> Exercise prompt:
Reproduce the following lines verbatim, omitting the pictures from your answer.

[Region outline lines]

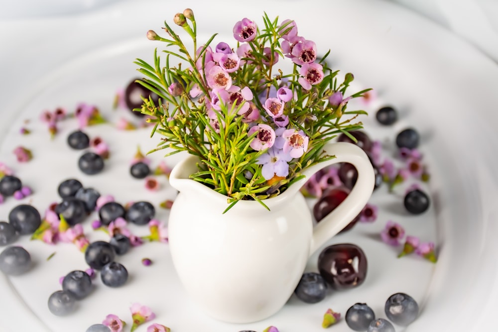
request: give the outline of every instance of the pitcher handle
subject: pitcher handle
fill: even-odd
[[[370,198],[375,182],[372,163],[365,151],[357,145],[345,142],[329,143],[325,145],[324,150],[336,158],[306,170],[303,174],[307,179],[325,167],[342,162],[353,164],[358,170],[358,178],[346,199],[315,226],[310,256],[358,215]]]

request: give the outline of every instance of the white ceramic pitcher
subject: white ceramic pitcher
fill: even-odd
[[[372,195],[374,175],[366,154],[356,145],[331,143],[325,150],[336,158],[310,167],[306,178],[340,162],[358,171],[346,199],[313,226],[299,189],[302,179],[278,196],[242,201],[225,214],[227,197],[189,178],[197,171],[191,156],[170,176],[180,193],[168,223],[173,262],[190,296],[209,315],[247,323],[275,313],[292,295],[310,255],[358,215]]]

> Full solution:
request: give the outline of every instance of the pitcher handle
subject: pitcher handle
fill: even-odd
[[[370,198],[375,182],[372,163],[365,151],[357,145],[345,142],[329,143],[325,145],[324,150],[336,158],[306,170],[303,174],[307,179],[325,167],[342,162],[353,164],[358,170],[358,178],[346,199],[315,226],[310,256],[358,215]]]

request: give the outline of every instance of the white ceramic pitcher
subject: white ceramic pitcher
fill: even-odd
[[[372,195],[374,175],[366,154],[356,145],[331,143],[325,150],[336,158],[310,167],[306,178],[340,162],[358,171],[346,199],[313,226],[299,189],[302,179],[278,196],[242,201],[225,214],[227,197],[189,178],[197,171],[191,156],[170,176],[180,193],[168,223],[173,262],[190,296],[209,315],[247,323],[275,313],[292,295],[310,255],[358,215]]]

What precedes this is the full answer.